_Task details_:
When you print the records, keep every line identical to the original.
[[ Supplied records, beginning ]]
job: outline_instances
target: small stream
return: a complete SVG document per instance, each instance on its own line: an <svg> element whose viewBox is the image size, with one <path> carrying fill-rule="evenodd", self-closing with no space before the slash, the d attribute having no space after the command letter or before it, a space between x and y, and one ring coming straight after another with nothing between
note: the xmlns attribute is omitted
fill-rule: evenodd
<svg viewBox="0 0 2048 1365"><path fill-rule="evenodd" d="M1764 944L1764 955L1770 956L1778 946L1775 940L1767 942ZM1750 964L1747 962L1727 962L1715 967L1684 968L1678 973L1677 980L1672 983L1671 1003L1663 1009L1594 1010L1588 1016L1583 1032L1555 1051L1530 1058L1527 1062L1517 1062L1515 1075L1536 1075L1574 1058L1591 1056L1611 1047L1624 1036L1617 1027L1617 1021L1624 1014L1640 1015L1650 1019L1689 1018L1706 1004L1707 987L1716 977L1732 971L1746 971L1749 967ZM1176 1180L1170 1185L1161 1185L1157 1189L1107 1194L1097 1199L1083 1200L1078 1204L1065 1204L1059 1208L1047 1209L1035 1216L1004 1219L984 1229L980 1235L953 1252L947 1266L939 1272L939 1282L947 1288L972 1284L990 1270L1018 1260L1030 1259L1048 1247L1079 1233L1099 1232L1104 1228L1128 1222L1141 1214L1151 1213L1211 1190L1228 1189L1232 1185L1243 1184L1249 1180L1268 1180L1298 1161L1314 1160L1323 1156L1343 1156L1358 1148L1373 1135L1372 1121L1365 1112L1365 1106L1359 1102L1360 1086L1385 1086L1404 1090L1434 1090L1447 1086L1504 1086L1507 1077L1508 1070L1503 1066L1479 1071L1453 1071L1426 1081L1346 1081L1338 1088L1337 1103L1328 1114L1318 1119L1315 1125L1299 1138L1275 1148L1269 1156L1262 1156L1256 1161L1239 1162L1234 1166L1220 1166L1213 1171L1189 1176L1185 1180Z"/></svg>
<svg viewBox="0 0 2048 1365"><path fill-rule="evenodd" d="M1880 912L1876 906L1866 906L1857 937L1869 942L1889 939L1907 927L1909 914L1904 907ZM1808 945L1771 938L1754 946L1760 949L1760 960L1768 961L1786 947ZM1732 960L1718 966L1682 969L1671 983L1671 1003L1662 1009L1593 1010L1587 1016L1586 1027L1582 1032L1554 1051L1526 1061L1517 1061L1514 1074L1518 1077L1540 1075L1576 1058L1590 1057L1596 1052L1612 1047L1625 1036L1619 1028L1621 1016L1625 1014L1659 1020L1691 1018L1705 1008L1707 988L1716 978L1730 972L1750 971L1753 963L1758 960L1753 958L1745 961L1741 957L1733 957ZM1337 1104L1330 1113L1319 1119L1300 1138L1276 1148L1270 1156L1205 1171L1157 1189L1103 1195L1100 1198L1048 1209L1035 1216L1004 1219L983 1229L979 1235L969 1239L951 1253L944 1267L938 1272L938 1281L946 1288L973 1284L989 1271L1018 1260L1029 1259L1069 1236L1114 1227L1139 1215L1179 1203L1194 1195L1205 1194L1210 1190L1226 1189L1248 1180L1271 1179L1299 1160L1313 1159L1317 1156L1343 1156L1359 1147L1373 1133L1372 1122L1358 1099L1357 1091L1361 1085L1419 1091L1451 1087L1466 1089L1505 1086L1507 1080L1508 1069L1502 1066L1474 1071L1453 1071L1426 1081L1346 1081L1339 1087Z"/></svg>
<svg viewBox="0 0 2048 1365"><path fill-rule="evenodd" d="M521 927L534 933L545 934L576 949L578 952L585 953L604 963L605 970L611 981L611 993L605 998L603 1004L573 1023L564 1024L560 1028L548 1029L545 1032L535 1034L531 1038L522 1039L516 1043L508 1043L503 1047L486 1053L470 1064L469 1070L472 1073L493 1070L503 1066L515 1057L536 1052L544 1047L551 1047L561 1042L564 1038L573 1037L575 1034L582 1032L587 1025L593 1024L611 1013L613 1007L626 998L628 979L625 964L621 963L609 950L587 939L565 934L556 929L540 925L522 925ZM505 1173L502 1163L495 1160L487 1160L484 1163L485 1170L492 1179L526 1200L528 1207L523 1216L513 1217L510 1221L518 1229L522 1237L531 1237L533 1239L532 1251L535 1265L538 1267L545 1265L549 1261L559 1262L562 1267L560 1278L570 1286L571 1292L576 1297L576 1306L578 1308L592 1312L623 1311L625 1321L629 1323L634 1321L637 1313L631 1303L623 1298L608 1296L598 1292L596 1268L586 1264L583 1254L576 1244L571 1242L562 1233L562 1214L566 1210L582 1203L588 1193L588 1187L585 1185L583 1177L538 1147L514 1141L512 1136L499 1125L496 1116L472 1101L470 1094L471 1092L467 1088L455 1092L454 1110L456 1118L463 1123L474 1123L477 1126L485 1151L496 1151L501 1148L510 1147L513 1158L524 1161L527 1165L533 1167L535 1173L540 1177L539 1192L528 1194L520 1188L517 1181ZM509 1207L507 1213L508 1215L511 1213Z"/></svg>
[[ Supplied records, end ]]
_Result of this exercise_:
job: outline_instances
target: small stream
return: a complete SVG document per instance, each instance on its own line: an <svg> element whose viewBox is the image size, with one <path> carrying fill-rule="evenodd", self-closing with no space before the slash, the d attribute having no space after the command letter or before it, a space between x and y, and one ring coming straight after another with nothing between
note: the xmlns attribute is omitted
fill-rule: evenodd
<svg viewBox="0 0 2048 1365"><path fill-rule="evenodd" d="M1764 944L1764 955L1770 956L1778 946L1775 940L1767 942ZM1750 964L1747 962L1727 962L1715 967L1684 968L1678 973L1677 980L1672 983L1671 1003L1663 1009L1594 1010L1588 1016L1583 1032L1555 1051L1530 1058L1527 1062L1517 1062L1515 1075L1536 1075L1574 1058L1591 1056L1611 1047L1624 1036L1617 1027L1617 1021L1624 1014L1640 1015L1650 1019L1689 1018L1706 1004L1707 987L1716 977L1732 971L1746 971L1749 967ZM1176 1180L1170 1185L1161 1185L1157 1189L1107 1194L1097 1199L1083 1200L1078 1204L1065 1204L1059 1208L1047 1209L1035 1216L1004 1219L984 1229L980 1235L953 1252L947 1266L939 1272L939 1282L947 1288L972 1284L990 1270L1018 1260L1030 1259L1048 1247L1079 1233L1099 1232L1104 1228L1128 1222L1141 1214L1151 1213L1211 1190L1228 1189L1232 1185L1243 1184L1249 1180L1268 1180L1298 1161L1314 1160L1323 1156L1343 1156L1358 1148L1373 1135L1372 1121L1365 1112L1365 1106L1359 1102L1360 1086L1385 1086L1404 1090L1434 1090L1447 1086L1504 1086L1507 1077L1508 1070L1503 1066L1479 1071L1453 1071L1426 1081L1346 1081L1338 1088L1337 1103L1328 1114L1318 1119L1315 1125L1299 1138L1275 1148L1269 1156L1262 1156L1256 1161L1239 1162L1234 1166L1220 1166L1213 1171L1189 1176L1185 1180Z"/></svg>
<svg viewBox="0 0 2048 1365"><path fill-rule="evenodd" d="M1880 912L1876 906L1866 906L1857 937L1869 942L1889 939L1907 927L1909 914L1904 907ZM1808 945L1771 938L1754 946L1760 949L1760 960L1768 961L1786 947ZM1732 960L1718 966L1682 969L1671 983L1671 1003L1662 1009L1593 1010L1587 1016L1586 1027L1582 1032L1554 1051L1526 1061L1517 1061L1514 1074L1518 1077L1540 1075L1576 1058L1590 1057L1596 1052L1612 1047L1625 1036L1619 1028L1621 1016L1625 1014L1659 1020L1691 1018L1705 1008L1707 988L1716 978L1730 972L1750 971L1753 963L1758 960L1753 958L1745 961L1741 957L1733 957ZM1337 1104L1330 1113L1319 1119L1300 1138L1276 1148L1270 1156L1205 1171L1157 1189L1103 1195L1100 1198L1048 1209L1035 1216L1004 1219L983 1229L979 1235L969 1239L951 1253L944 1267L938 1272L938 1281L946 1288L973 1284L989 1271L1018 1260L1029 1259L1069 1236L1114 1227L1139 1215L1179 1203L1194 1195L1205 1194L1210 1190L1226 1189L1248 1180L1271 1179L1299 1160L1313 1159L1317 1156L1343 1156L1359 1147L1373 1133L1372 1122L1358 1099L1357 1091L1361 1085L1419 1091L1451 1087L1466 1089L1505 1086L1507 1080L1508 1069L1502 1066L1474 1071L1453 1071L1426 1081L1346 1081L1339 1087Z"/></svg>
<svg viewBox="0 0 2048 1365"><path fill-rule="evenodd" d="M521 927L534 933L545 934L576 949L578 952L585 953L604 963L605 970L611 981L611 993L605 998L603 1004L573 1023L564 1024L560 1028L548 1029L545 1032L535 1034L531 1038L522 1039L516 1043L508 1043L503 1047L486 1053L470 1064L469 1070L472 1073L493 1070L503 1066L515 1057L536 1052L544 1047L551 1047L561 1042L564 1038L573 1037L575 1034L582 1032L587 1025L593 1024L611 1013L613 1007L626 998L628 979L625 964L621 963L609 950L587 939L565 934L556 929L540 925L522 925ZM505 1173L502 1163L495 1160L487 1160L484 1163L485 1170L492 1179L526 1200L528 1207L523 1216L513 1217L510 1221L518 1229L522 1237L531 1237L533 1239L532 1251L535 1265L538 1267L545 1265L549 1261L559 1262L562 1267L560 1278L570 1286L571 1292L576 1297L576 1306L578 1308L592 1312L623 1311L625 1321L629 1323L634 1321L637 1313L631 1303L623 1298L608 1296L598 1292L596 1268L586 1264L583 1254L576 1244L571 1242L562 1233L562 1214L566 1210L582 1203L588 1193L588 1187L585 1185L583 1177L538 1147L514 1141L512 1136L499 1125L496 1116L472 1101L470 1094L471 1092L467 1088L455 1092L454 1110L456 1118L463 1123L474 1123L477 1126L485 1151L496 1151L501 1148L510 1147L513 1158L524 1161L527 1165L533 1167L535 1173L540 1177L539 1192L528 1194L520 1188L517 1181ZM509 1207L507 1213L508 1215L511 1213Z"/></svg>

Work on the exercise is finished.